(Task instructions)
Without changing anything, reproduce every record below.

(Records to process)
====================

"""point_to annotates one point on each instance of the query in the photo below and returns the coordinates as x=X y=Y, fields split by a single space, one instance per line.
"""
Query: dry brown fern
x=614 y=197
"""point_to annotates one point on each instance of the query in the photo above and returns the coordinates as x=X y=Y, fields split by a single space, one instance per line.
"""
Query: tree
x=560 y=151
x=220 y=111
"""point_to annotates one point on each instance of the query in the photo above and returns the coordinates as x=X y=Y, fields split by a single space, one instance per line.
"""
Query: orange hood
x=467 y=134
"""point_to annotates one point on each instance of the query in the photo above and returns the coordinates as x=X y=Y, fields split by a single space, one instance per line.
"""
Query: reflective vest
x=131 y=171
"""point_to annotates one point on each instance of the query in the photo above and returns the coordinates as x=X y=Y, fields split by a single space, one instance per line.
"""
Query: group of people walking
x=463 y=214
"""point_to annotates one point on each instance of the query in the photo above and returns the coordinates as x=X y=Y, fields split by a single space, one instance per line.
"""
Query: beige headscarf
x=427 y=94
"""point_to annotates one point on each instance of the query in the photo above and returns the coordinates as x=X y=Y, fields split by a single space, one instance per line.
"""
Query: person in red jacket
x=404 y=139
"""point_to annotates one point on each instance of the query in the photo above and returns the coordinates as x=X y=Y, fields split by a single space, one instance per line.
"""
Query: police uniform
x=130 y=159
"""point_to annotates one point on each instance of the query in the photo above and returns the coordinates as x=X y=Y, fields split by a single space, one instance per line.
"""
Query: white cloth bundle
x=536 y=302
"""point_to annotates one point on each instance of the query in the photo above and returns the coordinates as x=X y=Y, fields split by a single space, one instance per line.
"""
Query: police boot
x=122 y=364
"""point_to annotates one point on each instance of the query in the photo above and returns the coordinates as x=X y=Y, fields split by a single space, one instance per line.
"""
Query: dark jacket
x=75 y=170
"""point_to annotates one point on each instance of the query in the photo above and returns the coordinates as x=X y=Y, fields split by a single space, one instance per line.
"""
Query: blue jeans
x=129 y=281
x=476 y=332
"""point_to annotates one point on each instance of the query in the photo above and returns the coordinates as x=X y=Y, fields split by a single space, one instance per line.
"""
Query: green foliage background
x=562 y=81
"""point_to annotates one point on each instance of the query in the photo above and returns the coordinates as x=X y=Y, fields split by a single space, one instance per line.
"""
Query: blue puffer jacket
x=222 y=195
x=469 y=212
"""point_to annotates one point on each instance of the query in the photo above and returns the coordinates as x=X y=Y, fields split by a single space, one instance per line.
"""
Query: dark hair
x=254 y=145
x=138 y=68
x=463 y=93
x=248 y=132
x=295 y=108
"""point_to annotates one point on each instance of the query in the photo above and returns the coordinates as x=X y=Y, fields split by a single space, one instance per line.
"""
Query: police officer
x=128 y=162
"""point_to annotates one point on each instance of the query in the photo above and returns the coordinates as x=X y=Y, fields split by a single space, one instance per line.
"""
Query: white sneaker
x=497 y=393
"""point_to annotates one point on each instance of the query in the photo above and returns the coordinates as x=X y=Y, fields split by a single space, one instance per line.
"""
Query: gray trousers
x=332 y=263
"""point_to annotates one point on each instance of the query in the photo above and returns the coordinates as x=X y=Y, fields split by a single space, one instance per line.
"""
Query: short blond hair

====================

(Output of the exercise)
"""point_to annotates one point on each instance of the query in the photo below and returns the coordinates as x=X y=Y, fields split by a single space, one instance per line.
"""
Query: dry brown fern
x=614 y=197
"""point_to annotates one point on each instance of the query in the photo above and returns the coordinates as x=X y=Y, fields split by a single space, one instance per line.
"""
Query: tree
x=560 y=151
x=220 y=111
"""point_to annotates one point on each instance of the query in the photo above and returns the coordinates as x=X y=Y, fields split by a single space, one instance per line.
"""
Query: orange hood
x=467 y=134
"""point_to annotates one point on each instance of the query in the photo above and returns the coordinates as x=X y=Y, fields split by a single space, one instance per line.
"""
Query: reflective vest
x=131 y=171
"""point_to annotates one point on each instance of the query in the photo above and returns the coordinates as x=X y=Y, fields split by a single space, one instance per line.
"""
Query: group of people walking
x=463 y=214
"""point_to annotates one point on each instance of the query in the photo above and returns the coordinates as x=X y=Y, fields split by a single space, one instance per line.
"""
Query: beige headscarf
x=427 y=94
"""point_to annotates one point on each instance of the query in the photo above and returns the coordinates as x=X y=Y, fields split by a single space, one instance per line.
"""
Query: person in red jacket
x=404 y=139
"""point_to annotates one point on each instance of the query in the photo above and returns the coordinates as x=X y=Y, fields split by a single space, one instance per line.
"""
Query: police uniform
x=130 y=159
"""point_to annotates one point on each instance of the query in the photo above and returns the coordinates as x=X y=Y, fields split by a single space, one instance per line.
"""
Query: white cloth bundle
x=536 y=302
"""point_to annotates one point on each instance of the query in the photo above and returns the coordinates as x=X y=Y, fields split by a single space, one instance per line.
"""
Query: police boot
x=122 y=364
"""point_to annotates one point on each instance of the query in the photo above and returns the coordinates as x=X y=Y, fields split by a single space, one instance per line.
"""
Query: dark jacket
x=75 y=170
"""point_to annotates one point on each instance of the query in the photo above and returns the coordinates as x=X y=Y, fields split by a single space, one instance per line.
"""
Query: blue jeans
x=129 y=281
x=476 y=332
"""point_to annotates one point on each instance of the query in the photo above and returns the coordinates as x=X y=Y, fields split by a single space, one instance per line.
"""
Query: green foliage background
x=562 y=81
"""point_to annotates one point on each instance of the query in the photo above and returns the coordinates as x=X y=Y, fields split by a single space, one instance per line.
"""
Query: blue puffer jacket
x=222 y=195
x=469 y=212
"""point_to annotates one point on each instance of the query in the photo above and returns the coordinates as x=X y=Y, fields split by a single space, one instance per line.
"""
Query: dark hair
x=254 y=145
x=138 y=68
x=463 y=93
x=248 y=132
x=295 y=108
"""point_to annotates one point on each instance of the query in the photo above and returns the coordinates as x=X y=Y, fields split by a single space, one instance per line.
"""
Query: police officer
x=128 y=162
"""point_to annotates one point on each instance of the query in the photo above and returns the coordinates as x=X y=Y, fields split by a single space, one instance per line.
"""
Query: white sneaker
x=497 y=393
"""point_to annotates one point on each instance of the query in the photo above and returns the coordinates as x=X y=Y, fields split by a single space, one instance per line.
"""
Query: gray trousers
x=332 y=263
"""point_to annotates one point on each instance of the query in the photo above and returns the coordinates as x=X y=Y, fields split by a single space, one instance per line.
"""
Query: short blond hair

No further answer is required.